:: Written task ::
Please continue the pm4py release notes, picking up right after their final item.

— begin Page —

Release Notes#

pm4py 2.5.0 - Release Notes#

The major changes in pm4py 2.5.0 are as follows: 1. We added the cadoso and extended cardoso simplicity metrics to pm4py

  1. We added discovery of Stochastic Arc Weight nets based on OCEL logs.

  2. We added Murata-based Petri net simplification to the simplified interface (implicit place removal)

pm4py 2.4.0 - Release Notes#

Today, we released pm4py 2.4.0. We have adopted our release policy slightly, i.e., as of now, the pm4py versioning follows the MAJOR.MINOR.FIX pattern. We will also report all MAJOR and MINOR releases in the release notes.

As today’s release is a minor rele, we report on the main changes here. 1. We added the Murata algorithm (Berthelot implementation) to remove the structurally redundant places, which is now available in the simplified interface.

  1. We added the reduction of invisible transitions in Petri nets to the simplified interface.

  2. We added support for calcuating stochastic languages of process models

  3. We adde support for calculating EMD between two stochastic languages

  4. we added a visualization of alignments in simplified interface

  5. We added visualization of footprint table in simplified interface

  6. We added a conversion of Petri net objects to networkX DiGraphs

  7. We added support for stochastic Petri nets

  8. We added support for stochastic arc-weight nets (the paper describing this class of nets is submitted to the Petri nets 2023 conference)

— end Page —
— begin Provided data —

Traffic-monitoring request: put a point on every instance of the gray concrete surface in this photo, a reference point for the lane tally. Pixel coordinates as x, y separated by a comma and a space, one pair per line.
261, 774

— end Provided data —

:: Final result ::
pm4py 2.3.0 - Release Notes#

Finally, pm4py 2.3.0 has arrived! The 2.3.0 release contains various significant updates and improvements concerning its predecessors. The release consists of approximately 550 commits and 47.000 LoC! The main changes are as follows:

1. Flexible parameter passing in the simplified method invocation, e.g., pm4py.discovery.discover_petri_net_inductive(); For example, in `pm4py` 2.2.X, the columns used in process discovery were fixed (i.e., case:concept:name, concept:name, time:timestamp). Hence, changing the perspective implied changing column headers. In pm4py 2.3.X, the columns used in process discovery are now part of the function arguments. A simple comparison:

  • Discovering a Petri net in pm4py 2.2.X:

pm4py.discover_petri_net_inductive(dataframe, noise_threshold=0.2)

  • Discovering a Petri net in pm4py 2.3.X:

pm4py.discover_petri_net_inductive(dataframe, noise_threshold=0.2, activity_key="activity", timestamp_key="timestamp", case_id_key="case")

2. Dataframes are primary citizens; pm4py used to support both Pandas Dataframes and our custom-defined event log object. We have decided to adapt all algorithms to work on Dataframes. As such, event data is expected to be represented as a Dataframe in pm4py (i.e., we are dropping the explicit use of our custom event log object). There are two main reasons for this design decision:

  1. Performance; Generally, Pandas Dataframes are performing significantly better on most operations compared to our custom event log object

  2. Practice; Most real event data is of tabular form.

Of course, pm4py still supports importing .xes files. However, when importing an event log using, the object is directly converted into a Dataframe. A general drawback of this design decision is that pm4py no longer appropriately supports nested objects (generally supported by the .xes standard). However, as indicated in point b), such nested objects are rarely used in practice.

3. Typing Information in the simplified interface; All methods in the simplified interface are guaranteed to have typing information on their input and output objects.

4. Variant Representation; In pm4py 2.3.X, trace variants are represented as a tuple of Strings (representing activity names) instead of a String where a ‘,’ symbol indicates activity separation. For example, a variant of the form <A,B,C> is now represented as a tuple (‘A’,’B’,’C’) and was previously represented as ‘A,B,C’. This fix allows activity names to contain a ‘,’ symbol.

5. Inductive Miner Revised; We have re-implemented and restructured the code of the inductive miner. The new version is closer to the reference implementation in ProM and is more performant than the previous version.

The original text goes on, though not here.